START Task inputs

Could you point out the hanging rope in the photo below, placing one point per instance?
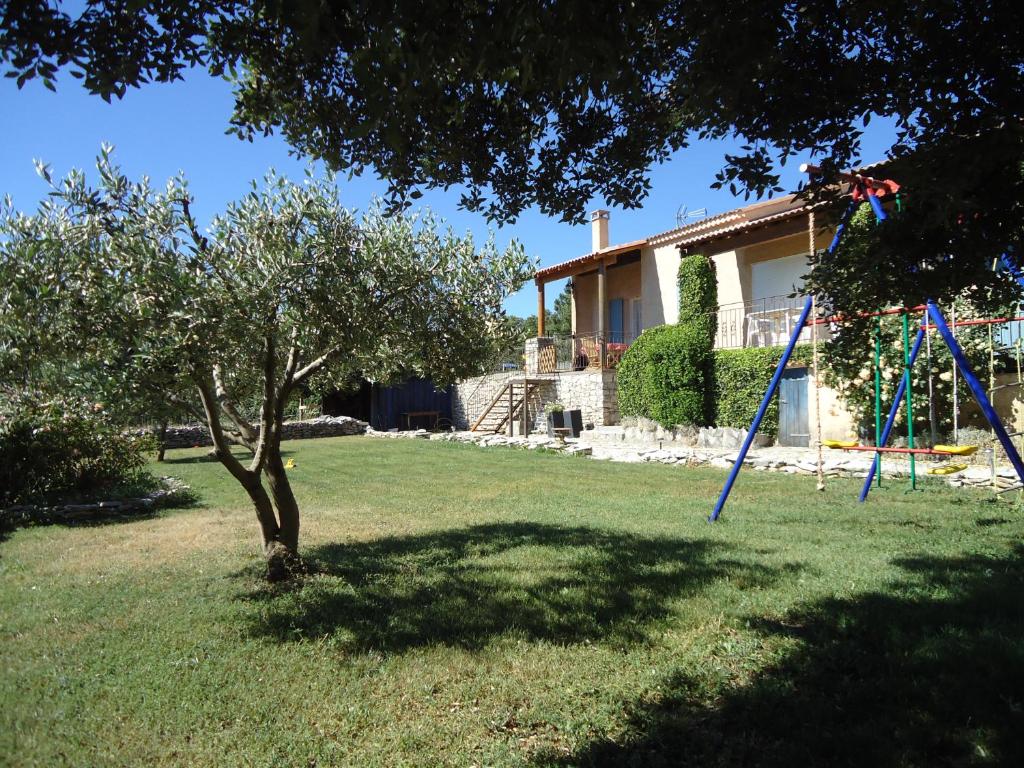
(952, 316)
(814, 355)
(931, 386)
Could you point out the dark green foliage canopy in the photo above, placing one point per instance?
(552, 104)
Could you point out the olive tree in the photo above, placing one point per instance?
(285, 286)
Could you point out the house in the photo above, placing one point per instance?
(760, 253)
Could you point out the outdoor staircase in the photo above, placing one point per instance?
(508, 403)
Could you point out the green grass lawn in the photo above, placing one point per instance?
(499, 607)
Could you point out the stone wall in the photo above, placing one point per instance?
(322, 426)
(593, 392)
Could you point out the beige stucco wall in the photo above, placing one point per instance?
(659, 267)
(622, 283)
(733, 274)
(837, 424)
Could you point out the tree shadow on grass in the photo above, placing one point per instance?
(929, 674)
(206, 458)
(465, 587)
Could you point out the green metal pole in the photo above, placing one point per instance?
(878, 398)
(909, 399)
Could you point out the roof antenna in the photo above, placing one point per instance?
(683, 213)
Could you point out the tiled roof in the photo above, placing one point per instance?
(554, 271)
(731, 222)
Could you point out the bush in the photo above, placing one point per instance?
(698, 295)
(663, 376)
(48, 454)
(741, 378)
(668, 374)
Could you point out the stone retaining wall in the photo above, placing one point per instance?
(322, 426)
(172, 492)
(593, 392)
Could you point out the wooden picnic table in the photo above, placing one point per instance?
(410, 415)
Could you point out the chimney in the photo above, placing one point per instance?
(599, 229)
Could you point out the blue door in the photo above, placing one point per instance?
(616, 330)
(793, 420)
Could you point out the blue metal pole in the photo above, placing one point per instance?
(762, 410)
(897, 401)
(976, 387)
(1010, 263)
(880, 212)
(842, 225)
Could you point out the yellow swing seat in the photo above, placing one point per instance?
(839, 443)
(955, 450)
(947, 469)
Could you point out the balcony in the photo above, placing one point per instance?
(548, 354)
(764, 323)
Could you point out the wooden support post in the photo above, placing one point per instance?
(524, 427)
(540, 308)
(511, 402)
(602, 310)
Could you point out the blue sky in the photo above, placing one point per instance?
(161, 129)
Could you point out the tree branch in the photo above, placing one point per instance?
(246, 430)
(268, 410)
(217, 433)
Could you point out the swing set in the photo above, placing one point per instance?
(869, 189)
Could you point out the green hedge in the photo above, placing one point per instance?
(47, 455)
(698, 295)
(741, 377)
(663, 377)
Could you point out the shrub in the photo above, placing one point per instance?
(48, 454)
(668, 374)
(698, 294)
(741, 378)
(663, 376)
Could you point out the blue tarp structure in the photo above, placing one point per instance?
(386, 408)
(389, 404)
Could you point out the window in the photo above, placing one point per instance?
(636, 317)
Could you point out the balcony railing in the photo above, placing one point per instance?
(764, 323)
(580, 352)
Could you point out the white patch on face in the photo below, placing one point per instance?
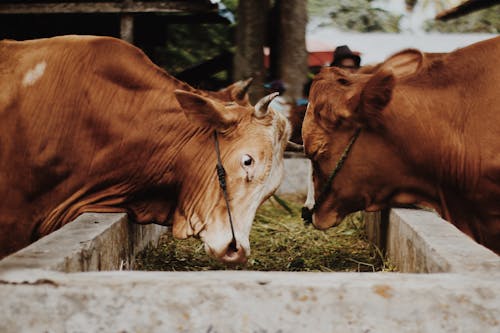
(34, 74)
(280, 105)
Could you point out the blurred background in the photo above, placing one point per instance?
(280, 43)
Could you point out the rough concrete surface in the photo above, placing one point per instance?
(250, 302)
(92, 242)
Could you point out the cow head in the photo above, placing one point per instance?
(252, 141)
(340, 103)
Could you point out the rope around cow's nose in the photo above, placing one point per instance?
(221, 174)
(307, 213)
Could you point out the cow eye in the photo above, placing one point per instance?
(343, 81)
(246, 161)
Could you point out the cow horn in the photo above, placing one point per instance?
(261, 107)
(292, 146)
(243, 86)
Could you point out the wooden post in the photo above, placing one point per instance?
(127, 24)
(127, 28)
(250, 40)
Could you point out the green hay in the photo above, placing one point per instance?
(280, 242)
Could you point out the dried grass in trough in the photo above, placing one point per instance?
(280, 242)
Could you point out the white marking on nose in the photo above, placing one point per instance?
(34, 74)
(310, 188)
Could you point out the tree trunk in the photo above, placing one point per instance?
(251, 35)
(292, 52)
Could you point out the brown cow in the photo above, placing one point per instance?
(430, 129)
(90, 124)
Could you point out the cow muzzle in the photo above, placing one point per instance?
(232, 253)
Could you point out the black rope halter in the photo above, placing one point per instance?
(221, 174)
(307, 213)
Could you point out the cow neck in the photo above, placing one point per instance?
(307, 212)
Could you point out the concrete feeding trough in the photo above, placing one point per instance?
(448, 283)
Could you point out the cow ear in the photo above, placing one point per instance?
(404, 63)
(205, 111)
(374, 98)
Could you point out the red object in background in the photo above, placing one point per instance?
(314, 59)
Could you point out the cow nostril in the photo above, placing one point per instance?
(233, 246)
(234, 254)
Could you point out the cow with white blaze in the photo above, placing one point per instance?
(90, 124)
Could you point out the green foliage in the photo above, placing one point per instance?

END Task inputs

Take the line that contains "Could you point out the red" and every line after it to the end of the entries above, and reproduce them exactly.

> **The answer**:
Could you point out the red object in background in the photo above, placing one point per instance?
(314, 59)
Could you point out the cow nostril in the photo above, placing one point per instance?
(233, 246)
(234, 254)
Could you point out the cow with white blaze in the photo above, placing one point per instance?
(90, 124)
Could you point out the green foliage in the photo above, placing one point per instance?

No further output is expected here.